→ **Stated exercise**: Report only the number of lines in the rows below that contain the string "every". Case counts.

--- start of Information provided ---

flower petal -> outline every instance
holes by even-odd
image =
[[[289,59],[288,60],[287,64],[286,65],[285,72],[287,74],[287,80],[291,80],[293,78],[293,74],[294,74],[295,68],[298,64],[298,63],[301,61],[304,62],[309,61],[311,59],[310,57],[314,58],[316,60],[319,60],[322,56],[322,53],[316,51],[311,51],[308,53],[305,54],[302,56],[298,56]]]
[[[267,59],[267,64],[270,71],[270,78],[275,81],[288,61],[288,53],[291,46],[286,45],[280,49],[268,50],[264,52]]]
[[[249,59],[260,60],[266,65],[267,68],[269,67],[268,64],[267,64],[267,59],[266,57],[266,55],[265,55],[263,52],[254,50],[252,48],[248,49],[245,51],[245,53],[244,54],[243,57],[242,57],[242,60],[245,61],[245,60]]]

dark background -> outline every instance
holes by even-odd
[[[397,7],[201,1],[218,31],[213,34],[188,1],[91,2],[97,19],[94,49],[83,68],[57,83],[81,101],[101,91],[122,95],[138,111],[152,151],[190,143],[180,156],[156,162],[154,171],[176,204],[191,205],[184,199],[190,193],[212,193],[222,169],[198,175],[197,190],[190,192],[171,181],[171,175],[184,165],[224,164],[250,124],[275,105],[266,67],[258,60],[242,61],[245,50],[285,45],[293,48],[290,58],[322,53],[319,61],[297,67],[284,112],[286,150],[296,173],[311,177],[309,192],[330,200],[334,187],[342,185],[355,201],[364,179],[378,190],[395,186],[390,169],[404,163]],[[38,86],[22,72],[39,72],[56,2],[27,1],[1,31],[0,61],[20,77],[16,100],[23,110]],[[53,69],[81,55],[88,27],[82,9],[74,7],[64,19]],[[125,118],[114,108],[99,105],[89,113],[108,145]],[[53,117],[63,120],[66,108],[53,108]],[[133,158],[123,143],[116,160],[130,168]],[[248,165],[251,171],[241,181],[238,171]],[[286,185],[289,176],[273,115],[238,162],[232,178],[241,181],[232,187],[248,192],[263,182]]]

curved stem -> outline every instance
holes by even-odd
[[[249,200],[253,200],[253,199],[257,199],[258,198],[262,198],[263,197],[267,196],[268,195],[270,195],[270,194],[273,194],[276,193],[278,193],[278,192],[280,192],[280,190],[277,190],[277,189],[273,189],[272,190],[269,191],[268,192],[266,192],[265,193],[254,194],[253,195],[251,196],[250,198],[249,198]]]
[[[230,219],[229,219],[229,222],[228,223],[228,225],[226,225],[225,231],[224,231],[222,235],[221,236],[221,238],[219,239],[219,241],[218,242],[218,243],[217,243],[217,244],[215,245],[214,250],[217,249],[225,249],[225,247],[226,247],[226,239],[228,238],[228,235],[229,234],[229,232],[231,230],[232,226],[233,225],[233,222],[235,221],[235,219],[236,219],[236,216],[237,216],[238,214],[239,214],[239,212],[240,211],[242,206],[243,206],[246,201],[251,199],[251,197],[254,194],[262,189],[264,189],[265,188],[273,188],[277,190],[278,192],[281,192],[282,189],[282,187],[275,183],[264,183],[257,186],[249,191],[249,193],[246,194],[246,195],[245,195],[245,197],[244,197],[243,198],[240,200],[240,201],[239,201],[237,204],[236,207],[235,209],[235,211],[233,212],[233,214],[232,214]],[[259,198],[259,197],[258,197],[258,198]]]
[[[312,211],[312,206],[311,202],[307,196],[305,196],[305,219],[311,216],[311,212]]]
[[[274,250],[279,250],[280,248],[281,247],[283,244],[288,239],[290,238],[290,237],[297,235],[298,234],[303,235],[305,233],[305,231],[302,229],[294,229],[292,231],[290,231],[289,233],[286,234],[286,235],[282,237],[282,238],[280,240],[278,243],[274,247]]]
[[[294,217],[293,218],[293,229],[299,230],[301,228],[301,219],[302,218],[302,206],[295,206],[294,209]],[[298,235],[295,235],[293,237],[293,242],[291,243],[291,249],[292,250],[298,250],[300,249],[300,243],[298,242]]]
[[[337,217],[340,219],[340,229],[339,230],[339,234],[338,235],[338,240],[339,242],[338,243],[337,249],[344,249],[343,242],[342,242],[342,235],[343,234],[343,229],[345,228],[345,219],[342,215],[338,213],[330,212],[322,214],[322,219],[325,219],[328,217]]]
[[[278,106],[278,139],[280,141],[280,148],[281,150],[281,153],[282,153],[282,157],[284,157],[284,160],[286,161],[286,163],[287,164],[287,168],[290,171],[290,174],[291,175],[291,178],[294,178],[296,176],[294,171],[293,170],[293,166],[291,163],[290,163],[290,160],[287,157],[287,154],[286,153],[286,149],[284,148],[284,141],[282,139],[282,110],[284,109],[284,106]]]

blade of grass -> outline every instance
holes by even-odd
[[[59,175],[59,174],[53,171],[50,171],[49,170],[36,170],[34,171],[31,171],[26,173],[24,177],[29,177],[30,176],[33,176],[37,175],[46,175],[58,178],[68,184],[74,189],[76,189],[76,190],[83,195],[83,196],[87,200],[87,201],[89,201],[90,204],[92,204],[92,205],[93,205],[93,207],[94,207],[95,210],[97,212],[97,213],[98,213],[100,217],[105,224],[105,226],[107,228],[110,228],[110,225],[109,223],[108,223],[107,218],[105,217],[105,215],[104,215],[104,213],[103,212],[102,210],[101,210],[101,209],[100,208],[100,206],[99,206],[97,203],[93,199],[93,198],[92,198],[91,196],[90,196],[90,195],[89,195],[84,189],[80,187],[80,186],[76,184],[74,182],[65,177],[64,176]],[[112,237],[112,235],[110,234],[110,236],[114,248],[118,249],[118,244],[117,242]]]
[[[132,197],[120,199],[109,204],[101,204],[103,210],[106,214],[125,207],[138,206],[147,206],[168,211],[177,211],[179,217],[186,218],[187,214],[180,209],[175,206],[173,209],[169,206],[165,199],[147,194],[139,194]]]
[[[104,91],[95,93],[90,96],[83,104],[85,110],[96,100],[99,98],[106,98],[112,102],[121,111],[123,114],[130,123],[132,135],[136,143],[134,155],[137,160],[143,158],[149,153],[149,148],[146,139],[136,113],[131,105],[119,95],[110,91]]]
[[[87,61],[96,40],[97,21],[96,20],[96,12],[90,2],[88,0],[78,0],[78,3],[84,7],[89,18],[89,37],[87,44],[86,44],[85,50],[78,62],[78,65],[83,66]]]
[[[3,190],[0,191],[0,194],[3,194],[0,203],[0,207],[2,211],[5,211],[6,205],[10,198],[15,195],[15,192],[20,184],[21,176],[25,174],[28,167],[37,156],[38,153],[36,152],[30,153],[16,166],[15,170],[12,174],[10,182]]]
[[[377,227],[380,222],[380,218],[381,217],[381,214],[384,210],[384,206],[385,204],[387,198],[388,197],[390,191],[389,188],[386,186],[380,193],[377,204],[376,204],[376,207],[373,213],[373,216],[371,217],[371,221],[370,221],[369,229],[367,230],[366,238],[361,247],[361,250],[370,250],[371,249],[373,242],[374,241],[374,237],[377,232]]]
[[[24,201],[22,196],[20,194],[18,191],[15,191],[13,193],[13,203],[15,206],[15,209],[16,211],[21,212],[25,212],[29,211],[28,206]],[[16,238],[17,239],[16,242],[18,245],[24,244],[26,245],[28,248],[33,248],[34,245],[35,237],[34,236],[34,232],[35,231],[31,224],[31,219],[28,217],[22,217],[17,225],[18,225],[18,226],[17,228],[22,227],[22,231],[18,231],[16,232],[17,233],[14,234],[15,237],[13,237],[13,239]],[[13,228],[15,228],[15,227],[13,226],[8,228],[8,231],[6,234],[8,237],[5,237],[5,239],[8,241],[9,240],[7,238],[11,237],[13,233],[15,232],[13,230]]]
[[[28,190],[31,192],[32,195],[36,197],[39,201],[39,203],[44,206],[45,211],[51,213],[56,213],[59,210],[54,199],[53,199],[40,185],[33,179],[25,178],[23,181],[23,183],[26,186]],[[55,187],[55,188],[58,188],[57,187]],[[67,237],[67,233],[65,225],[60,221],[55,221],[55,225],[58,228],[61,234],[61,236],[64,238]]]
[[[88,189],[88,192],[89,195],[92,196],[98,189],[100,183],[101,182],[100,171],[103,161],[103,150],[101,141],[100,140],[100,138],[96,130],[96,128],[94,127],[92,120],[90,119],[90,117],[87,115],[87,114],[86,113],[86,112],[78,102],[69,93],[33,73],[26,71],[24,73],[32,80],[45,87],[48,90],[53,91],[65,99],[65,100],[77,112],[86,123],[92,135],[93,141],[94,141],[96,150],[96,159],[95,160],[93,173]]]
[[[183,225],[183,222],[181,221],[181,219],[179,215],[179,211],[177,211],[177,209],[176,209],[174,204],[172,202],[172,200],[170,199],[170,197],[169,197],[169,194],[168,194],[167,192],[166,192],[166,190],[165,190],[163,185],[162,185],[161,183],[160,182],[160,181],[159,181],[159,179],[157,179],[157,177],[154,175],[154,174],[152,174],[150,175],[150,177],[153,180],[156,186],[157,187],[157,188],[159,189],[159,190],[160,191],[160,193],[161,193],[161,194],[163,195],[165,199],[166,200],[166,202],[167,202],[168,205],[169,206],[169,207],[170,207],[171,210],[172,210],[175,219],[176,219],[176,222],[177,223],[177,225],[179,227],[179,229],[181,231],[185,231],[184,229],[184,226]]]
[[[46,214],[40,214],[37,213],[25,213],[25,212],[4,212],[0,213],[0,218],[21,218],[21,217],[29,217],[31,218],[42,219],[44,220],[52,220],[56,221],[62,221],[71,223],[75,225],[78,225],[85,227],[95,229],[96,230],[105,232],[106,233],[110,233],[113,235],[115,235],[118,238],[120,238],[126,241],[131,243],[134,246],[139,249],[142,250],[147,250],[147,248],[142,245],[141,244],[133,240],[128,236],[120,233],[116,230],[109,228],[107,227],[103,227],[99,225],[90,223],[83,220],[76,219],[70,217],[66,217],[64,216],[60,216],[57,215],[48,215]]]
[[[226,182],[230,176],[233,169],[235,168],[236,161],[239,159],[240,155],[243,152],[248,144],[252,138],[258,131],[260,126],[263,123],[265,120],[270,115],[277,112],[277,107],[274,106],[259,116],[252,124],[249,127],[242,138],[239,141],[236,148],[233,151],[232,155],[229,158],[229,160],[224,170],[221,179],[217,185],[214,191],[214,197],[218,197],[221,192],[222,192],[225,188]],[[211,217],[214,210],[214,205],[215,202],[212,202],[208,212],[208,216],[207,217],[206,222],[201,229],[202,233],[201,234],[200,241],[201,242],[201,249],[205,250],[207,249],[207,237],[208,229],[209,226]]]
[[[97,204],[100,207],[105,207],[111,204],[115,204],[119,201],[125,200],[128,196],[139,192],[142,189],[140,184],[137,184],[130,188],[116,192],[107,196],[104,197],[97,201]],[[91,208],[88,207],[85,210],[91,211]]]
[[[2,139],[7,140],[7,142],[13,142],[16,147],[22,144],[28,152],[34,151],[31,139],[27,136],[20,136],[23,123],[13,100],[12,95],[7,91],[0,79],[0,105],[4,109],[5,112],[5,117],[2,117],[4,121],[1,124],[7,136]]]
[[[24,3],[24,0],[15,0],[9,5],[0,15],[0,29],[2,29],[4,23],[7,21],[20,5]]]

--- end of Information provided ---

→ **Exercise answer**: 4